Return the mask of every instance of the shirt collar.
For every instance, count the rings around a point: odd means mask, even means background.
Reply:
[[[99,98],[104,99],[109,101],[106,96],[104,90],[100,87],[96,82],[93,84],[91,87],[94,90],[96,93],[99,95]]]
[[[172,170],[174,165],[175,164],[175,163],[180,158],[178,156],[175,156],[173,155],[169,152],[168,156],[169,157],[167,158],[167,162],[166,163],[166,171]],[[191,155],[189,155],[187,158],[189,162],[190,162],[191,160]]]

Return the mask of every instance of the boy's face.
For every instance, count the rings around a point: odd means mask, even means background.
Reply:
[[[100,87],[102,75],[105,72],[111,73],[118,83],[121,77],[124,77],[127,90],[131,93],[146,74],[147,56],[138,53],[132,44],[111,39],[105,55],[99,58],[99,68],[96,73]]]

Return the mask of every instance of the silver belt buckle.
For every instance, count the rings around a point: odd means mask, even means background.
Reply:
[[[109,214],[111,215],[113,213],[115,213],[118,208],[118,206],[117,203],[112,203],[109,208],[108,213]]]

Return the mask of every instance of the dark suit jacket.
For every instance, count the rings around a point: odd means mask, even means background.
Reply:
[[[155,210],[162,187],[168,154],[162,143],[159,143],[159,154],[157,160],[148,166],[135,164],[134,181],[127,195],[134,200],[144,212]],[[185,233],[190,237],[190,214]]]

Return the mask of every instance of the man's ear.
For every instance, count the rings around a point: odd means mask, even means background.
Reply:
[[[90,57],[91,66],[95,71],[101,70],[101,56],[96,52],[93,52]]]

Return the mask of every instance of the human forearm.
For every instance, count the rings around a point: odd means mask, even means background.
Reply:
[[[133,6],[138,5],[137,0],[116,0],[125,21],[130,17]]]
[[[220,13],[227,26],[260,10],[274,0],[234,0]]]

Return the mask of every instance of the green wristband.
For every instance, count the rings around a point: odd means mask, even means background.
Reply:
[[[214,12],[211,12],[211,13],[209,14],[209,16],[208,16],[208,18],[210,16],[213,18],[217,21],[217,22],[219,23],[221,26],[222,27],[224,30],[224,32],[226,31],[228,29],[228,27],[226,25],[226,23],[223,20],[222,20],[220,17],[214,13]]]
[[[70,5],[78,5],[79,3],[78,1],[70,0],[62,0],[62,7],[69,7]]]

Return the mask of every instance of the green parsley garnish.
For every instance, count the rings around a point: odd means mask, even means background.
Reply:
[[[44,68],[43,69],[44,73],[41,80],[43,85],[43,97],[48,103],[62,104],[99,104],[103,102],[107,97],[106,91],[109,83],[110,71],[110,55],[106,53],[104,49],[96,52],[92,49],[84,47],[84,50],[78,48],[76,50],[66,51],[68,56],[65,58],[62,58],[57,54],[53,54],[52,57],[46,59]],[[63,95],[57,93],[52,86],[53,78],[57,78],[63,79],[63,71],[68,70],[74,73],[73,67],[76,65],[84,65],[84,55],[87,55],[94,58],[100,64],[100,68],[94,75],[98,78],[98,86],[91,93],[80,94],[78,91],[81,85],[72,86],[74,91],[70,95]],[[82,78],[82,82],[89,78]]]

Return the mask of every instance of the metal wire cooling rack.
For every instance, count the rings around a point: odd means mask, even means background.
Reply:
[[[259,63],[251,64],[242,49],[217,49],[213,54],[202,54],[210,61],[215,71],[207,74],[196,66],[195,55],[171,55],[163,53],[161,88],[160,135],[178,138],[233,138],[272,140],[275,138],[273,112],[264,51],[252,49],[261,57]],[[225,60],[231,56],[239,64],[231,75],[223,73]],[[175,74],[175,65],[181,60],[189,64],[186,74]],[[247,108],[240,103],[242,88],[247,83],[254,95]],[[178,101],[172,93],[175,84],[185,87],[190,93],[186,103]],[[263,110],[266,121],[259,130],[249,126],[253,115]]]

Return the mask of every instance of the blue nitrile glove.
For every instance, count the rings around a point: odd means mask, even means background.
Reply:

--------------------

▶ **Task directions**: Your task is to reproduce all of the records exactly.

▶ **Result of this exercise**:
Return the mask of every instance of the shirt collar.
For every instance, count the rings around a point: odd means mask, even means background.
Reply:
[[[99,98],[104,99],[109,101],[106,96],[104,90],[100,87],[96,82],[93,84],[91,87],[94,90],[96,93],[99,95]]]
[[[172,170],[174,165],[175,164],[175,163],[180,158],[178,156],[175,156],[173,155],[169,152],[168,156],[169,157],[167,158],[167,162],[166,163],[166,171]],[[191,155],[189,155],[187,158],[189,162],[190,162],[191,160]]]

Return the mask of every instance of the boy's face.
For every instance, count the rings around a point: odd means mask, even means background.
Reply:
[[[100,87],[102,75],[105,72],[111,73],[118,83],[121,77],[124,77],[127,90],[131,93],[146,74],[147,56],[138,53],[132,44],[111,39],[105,55],[99,58],[99,68],[96,73]]]

Return the mask of every instance of the silver belt buckle.
For every instance, count the rings around a point: odd means mask, even means background.
Reply:
[[[109,214],[111,215],[113,213],[115,213],[118,208],[118,206],[117,203],[112,203],[109,208],[108,213]]]

Return the mask of every instance of the dark suit jacket.
For every instance, count the rings around a point: odd means mask, even means background.
Reply:
[[[155,210],[162,187],[168,154],[162,143],[159,143],[159,154],[157,160],[148,166],[135,164],[134,181],[127,195],[134,200],[144,212]],[[185,233],[190,237],[190,214]]]

Return the mask of every instance of the man's ear.
For every instance, count the rings around a point: odd means mask, even means background.
Reply:
[[[90,57],[91,66],[95,71],[101,70],[101,56],[96,52],[93,52]]]

Return the mask of every instance of the human forearm.
For every instance, count the rings around a point: odd means mask, even means background.
Reply:
[[[133,6],[138,5],[137,0],[116,0],[125,21],[130,17]]]
[[[220,13],[227,26],[260,10],[274,0],[234,0]]]

Return the mask of every instance of the green wristband.
For every instance, count the rings around a point: odd means mask, even means background.
Reply:
[[[214,12],[211,12],[211,13],[209,14],[209,16],[208,16],[208,18],[210,16],[213,18],[217,21],[217,22],[219,23],[221,26],[222,27],[224,30],[224,32],[226,31],[228,29],[228,27],[226,25],[226,23],[223,20],[222,20],[220,17],[214,13]]]
[[[70,5],[78,5],[79,3],[78,1],[70,0],[62,0],[62,7],[69,7]]]

Return the mask of every instance of the green parsley garnish.
For every instance, count the rings around a point: odd means mask, even means background.
Reply:
[[[44,68],[43,69],[44,73],[41,80],[43,85],[43,97],[48,103],[62,104],[99,104],[103,102],[107,97],[106,91],[109,83],[110,71],[110,55],[106,53],[104,49],[96,52],[92,49],[84,47],[84,50],[78,48],[76,50],[66,51],[68,56],[65,58],[62,58],[57,54],[53,54],[52,57],[46,59]],[[63,95],[57,93],[52,86],[53,78],[57,78],[63,79],[63,71],[68,70],[74,73],[73,67],[76,65],[84,65],[84,55],[87,55],[94,58],[100,64],[100,68],[94,75],[98,78],[98,86],[91,93],[80,94],[78,91],[81,85],[72,86],[74,91],[70,95]],[[82,78],[82,82],[89,78]]]

Return the mask of every instance of the metal wire cooling rack.
For every instance, count the rings around a point: odd means mask, even means background.
Reply:
[[[259,63],[251,64],[242,49],[217,49],[213,54],[202,54],[210,61],[215,71],[207,74],[196,66],[195,55],[171,55],[163,53],[161,88],[160,135],[178,138],[233,138],[272,140],[275,138],[273,112],[264,51],[252,49],[261,57]],[[225,60],[231,56],[239,64],[231,75],[223,73]],[[175,74],[175,65],[181,60],[189,64],[186,74]],[[247,108],[240,103],[242,88],[247,83],[254,95]],[[178,101],[172,93],[175,84],[185,87],[190,93],[186,103]],[[263,110],[266,121],[259,130],[249,126],[253,115]]]

Return the mask of every instance of the blue nitrile glove.
For every instance, count the rings around a point: odd means mask, even means background.
Reply:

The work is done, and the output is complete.